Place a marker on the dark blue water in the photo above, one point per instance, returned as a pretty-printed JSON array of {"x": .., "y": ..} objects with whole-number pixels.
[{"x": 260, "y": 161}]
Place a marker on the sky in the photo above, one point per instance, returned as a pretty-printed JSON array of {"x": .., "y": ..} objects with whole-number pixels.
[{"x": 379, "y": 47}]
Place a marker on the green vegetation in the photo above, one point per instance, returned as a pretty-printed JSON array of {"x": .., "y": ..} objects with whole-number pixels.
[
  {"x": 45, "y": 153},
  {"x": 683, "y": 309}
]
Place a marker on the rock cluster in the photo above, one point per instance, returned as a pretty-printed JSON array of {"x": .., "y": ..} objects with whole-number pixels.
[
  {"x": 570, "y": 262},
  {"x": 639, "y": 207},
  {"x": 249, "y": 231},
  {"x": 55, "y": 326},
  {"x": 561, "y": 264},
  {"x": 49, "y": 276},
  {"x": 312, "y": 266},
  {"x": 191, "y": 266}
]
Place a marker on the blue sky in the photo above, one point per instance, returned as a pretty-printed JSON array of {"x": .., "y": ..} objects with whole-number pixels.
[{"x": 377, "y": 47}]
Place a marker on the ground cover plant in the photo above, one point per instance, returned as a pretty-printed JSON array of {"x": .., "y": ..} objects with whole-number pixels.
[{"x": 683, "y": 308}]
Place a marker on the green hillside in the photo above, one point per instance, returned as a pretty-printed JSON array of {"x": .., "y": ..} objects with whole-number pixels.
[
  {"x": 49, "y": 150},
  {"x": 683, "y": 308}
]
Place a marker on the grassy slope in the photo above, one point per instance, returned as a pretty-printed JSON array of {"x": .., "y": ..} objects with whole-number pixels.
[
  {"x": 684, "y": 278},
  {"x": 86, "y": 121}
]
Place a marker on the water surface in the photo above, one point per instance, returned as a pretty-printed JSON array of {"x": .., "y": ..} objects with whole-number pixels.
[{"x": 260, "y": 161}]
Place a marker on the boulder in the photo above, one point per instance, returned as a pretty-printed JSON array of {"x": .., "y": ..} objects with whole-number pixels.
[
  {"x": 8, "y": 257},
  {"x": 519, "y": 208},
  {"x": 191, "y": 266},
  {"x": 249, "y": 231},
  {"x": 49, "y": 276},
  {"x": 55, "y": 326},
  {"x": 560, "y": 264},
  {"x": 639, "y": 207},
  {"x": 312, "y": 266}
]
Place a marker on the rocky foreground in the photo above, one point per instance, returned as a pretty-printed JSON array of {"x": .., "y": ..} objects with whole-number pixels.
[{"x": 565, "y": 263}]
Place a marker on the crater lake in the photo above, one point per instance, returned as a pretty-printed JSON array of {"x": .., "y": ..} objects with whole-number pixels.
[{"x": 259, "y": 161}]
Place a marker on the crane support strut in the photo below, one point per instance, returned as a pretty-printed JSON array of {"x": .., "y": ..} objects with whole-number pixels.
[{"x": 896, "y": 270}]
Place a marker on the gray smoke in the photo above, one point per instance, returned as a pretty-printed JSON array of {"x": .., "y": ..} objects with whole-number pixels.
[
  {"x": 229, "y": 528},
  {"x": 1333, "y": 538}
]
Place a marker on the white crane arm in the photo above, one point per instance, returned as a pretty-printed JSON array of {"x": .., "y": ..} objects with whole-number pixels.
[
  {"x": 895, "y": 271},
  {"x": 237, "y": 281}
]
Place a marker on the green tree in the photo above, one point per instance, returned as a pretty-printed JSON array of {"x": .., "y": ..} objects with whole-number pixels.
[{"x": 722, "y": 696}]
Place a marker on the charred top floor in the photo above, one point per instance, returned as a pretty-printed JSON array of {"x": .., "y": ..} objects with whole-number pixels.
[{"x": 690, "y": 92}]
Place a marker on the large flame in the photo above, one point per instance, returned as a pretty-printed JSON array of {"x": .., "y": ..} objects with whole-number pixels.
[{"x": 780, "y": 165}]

WHAT YOU SHOULD DO -
Quote all of the records above word for word, keeping every line in its original order.

SOLUTION -
Place a marker on the dark blue water in the photo above, one point per instance, returned as a pretty-printed JSON array of {"x": .., "y": ..} objects with whole-number pixels.
[{"x": 260, "y": 161}]
Place a marker on the sky in the photo above, one point per instance, returned as a pretty-printed JSON array of {"x": .., "y": ..} objects with whole-number pixels.
[{"x": 379, "y": 47}]
Place a marker on the green vegetation in the photo above, one point per instance, returned as a pretty-printed JSON array of {"x": .., "y": ..} objects with whole-number pixels.
[
  {"x": 45, "y": 153},
  {"x": 683, "y": 309}
]
Place a marker on the rock cluster in the photo above, one point per instance, returned as a pretty-printed JSON array of {"x": .., "y": ..} objects with whole-number pixels.
[
  {"x": 570, "y": 262},
  {"x": 639, "y": 207},
  {"x": 249, "y": 231},
  {"x": 55, "y": 326},
  {"x": 561, "y": 264},
  {"x": 49, "y": 276},
  {"x": 312, "y": 266},
  {"x": 191, "y": 266}
]
Place a marker on the blue sky in the photo above, one point per instance, returned as a pretty-printed JSON array of {"x": .., "y": ..} objects with whole-number pixels.
[{"x": 377, "y": 47}]
Place a marker on the ground cover plant in the photo above, one point per instance, returned as a pretty-printed JSON array of {"x": .., "y": ..} objects with whole-number pixels.
[{"x": 683, "y": 308}]
Place a marker on the green hillside in the photo above, one point per instance, returned as a pretty-printed JSON array of {"x": .., "y": ..} objects with whole-number pixels.
[
  {"x": 49, "y": 150},
  {"x": 683, "y": 308}
]
Place a marker on the grassy slope in the photo above, one point per instance, returned as a pretty-printed JSON array of {"x": .., "y": ..} objects with whole-number pixels.
[
  {"x": 684, "y": 278},
  {"x": 86, "y": 121}
]
Place a marker on the water surface in the photo above, one point per instance, returned as a pretty-printed JSON array of {"x": .., "y": ..} objects with whole-number pixels.
[{"x": 260, "y": 161}]
Place a marker on the boulder in the photo above, one point per instance, returned as a pretty-printed JSON array of {"x": .., "y": ..} objects with whole-number pixels.
[
  {"x": 8, "y": 257},
  {"x": 519, "y": 208},
  {"x": 191, "y": 266},
  {"x": 249, "y": 231},
  {"x": 49, "y": 276},
  {"x": 55, "y": 326},
  {"x": 560, "y": 264},
  {"x": 639, "y": 207},
  {"x": 312, "y": 266}
]
Place a marker on the rocky foreground in the photo above, one point per instance, returned as a pretty-printed JSON array of {"x": .., "y": ..} objects with whole-number pixels.
[{"x": 565, "y": 263}]
Place a marker on the crater lake in the photo above, one point per instance, returned as a pretty-printed JSON array of {"x": .., "y": ..} objects with whole-number pixels.
[{"x": 259, "y": 161}]
Place a marker on the crane support strut in the photo below, one point per instance, returned as a pretty-printed JSON array of {"x": .., "y": ..} objects with whole-number pixels.
[{"x": 896, "y": 270}]
Place a marker on the gray smoke in the photo above, one point per instance, returned as a pretty-printed JSON array of {"x": .., "y": ..} objects with whole-number pixels.
[
  {"x": 229, "y": 528},
  {"x": 1333, "y": 538}
]
Place a marker on the white crane arm in the photo above, one point per instance, returned as a pretty-printed JSON array of {"x": .., "y": ..} objects with whole-number pixels.
[
  {"x": 895, "y": 271},
  {"x": 237, "y": 281}
]
Place a marker on the green tree in the photo above, one point per instance, returned as a pretty-printed JSON array of {"x": .., "y": ..} objects with whole-number pixels.
[{"x": 722, "y": 696}]
Place a marker on the charred top floor in the photo above, one point per instance, returned as a pretty-printed JSON array of {"x": .., "y": ..} objects with whole-number pixels.
[{"x": 690, "y": 92}]
Place a marker on the large flame in the photo above, one point per instance, returned as a pretty-printed JSON array of {"x": .., "y": ..} objects with whole-number pixels.
[{"x": 780, "y": 165}]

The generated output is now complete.